Work to do:
Reproduce the records below word for word, starting at the line that contains "Target: corner square" and ending at the end of the records, with both ends included. Leave the pictures out of your answer.

Items from a dataset:
_ _ _ _ _ _ _

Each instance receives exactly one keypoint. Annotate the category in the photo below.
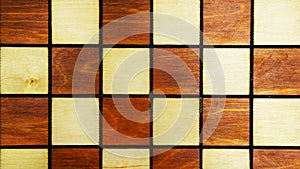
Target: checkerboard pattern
(173, 117)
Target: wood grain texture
(233, 127)
(277, 71)
(24, 121)
(24, 22)
(126, 121)
(115, 9)
(75, 158)
(176, 158)
(269, 159)
(227, 22)
(63, 64)
(176, 71)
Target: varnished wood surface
(277, 71)
(24, 121)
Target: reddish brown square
(24, 121)
(232, 129)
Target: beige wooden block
(181, 24)
(126, 158)
(225, 158)
(24, 158)
(75, 21)
(126, 71)
(276, 122)
(277, 22)
(75, 122)
(24, 70)
(176, 121)
(236, 71)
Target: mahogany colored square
(24, 121)
(277, 71)
(129, 30)
(85, 78)
(228, 126)
(126, 121)
(227, 22)
(24, 22)
(176, 158)
(176, 70)
(75, 158)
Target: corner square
(277, 71)
(126, 121)
(24, 121)
(24, 158)
(24, 70)
(276, 22)
(233, 127)
(176, 70)
(276, 122)
(121, 76)
(75, 121)
(176, 158)
(226, 158)
(75, 158)
(24, 22)
(85, 77)
(226, 71)
(176, 121)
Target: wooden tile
(182, 22)
(87, 72)
(176, 158)
(236, 71)
(225, 158)
(233, 127)
(24, 22)
(227, 22)
(176, 70)
(68, 124)
(24, 70)
(115, 9)
(75, 158)
(277, 22)
(24, 121)
(126, 158)
(120, 77)
(176, 121)
(75, 22)
(276, 159)
(126, 121)
(276, 122)
(24, 158)
(277, 71)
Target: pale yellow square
(24, 70)
(277, 22)
(276, 122)
(75, 21)
(75, 121)
(176, 121)
(225, 159)
(24, 158)
(126, 158)
(226, 71)
(126, 71)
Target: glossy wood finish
(227, 22)
(24, 121)
(24, 22)
(75, 158)
(63, 64)
(277, 71)
(233, 127)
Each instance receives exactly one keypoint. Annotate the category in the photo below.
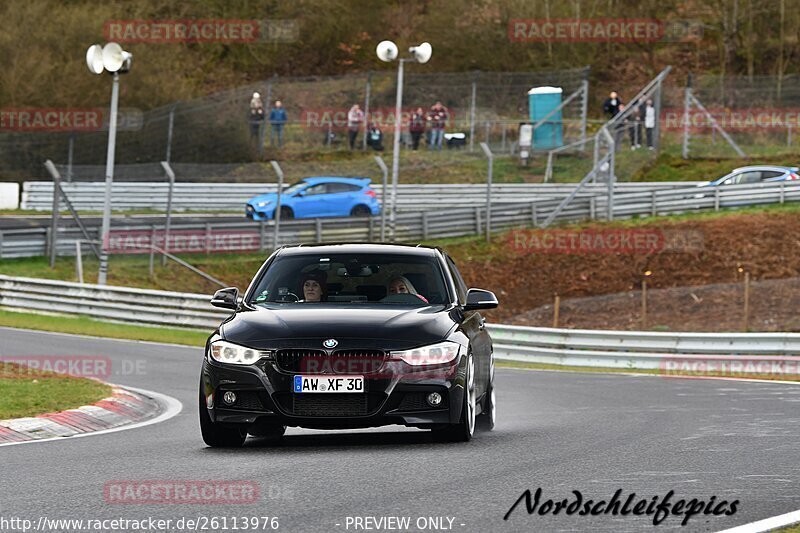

_ _ _ _ _ _ _

Complete response:
Target: corner square
(277, 71)
(126, 121)
(24, 121)
(24, 158)
(24, 70)
(276, 22)
(233, 127)
(176, 70)
(276, 122)
(121, 76)
(75, 121)
(176, 158)
(226, 158)
(75, 158)
(24, 22)
(85, 77)
(226, 71)
(176, 121)
Target: wooden tile
(182, 22)
(87, 72)
(176, 158)
(236, 71)
(225, 158)
(233, 127)
(24, 22)
(227, 22)
(176, 70)
(68, 124)
(24, 70)
(115, 9)
(75, 158)
(277, 22)
(24, 121)
(126, 158)
(120, 77)
(176, 121)
(75, 22)
(276, 159)
(126, 121)
(276, 122)
(24, 158)
(277, 71)
Target: pale yellow square
(24, 70)
(277, 22)
(276, 122)
(75, 21)
(75, 121)
(176, 121)
(225, 159)
(24, 158)
(126, 158)
(226, 71)
(126, 71)
Target: glossy wood finish
(227, 22)
(24, 121)
(24, 22)
(75, 158)
(63, 64)
(277, 71)
(233, 127)
Each instance receives exactly one keypoint. Annotate the category in the photo below.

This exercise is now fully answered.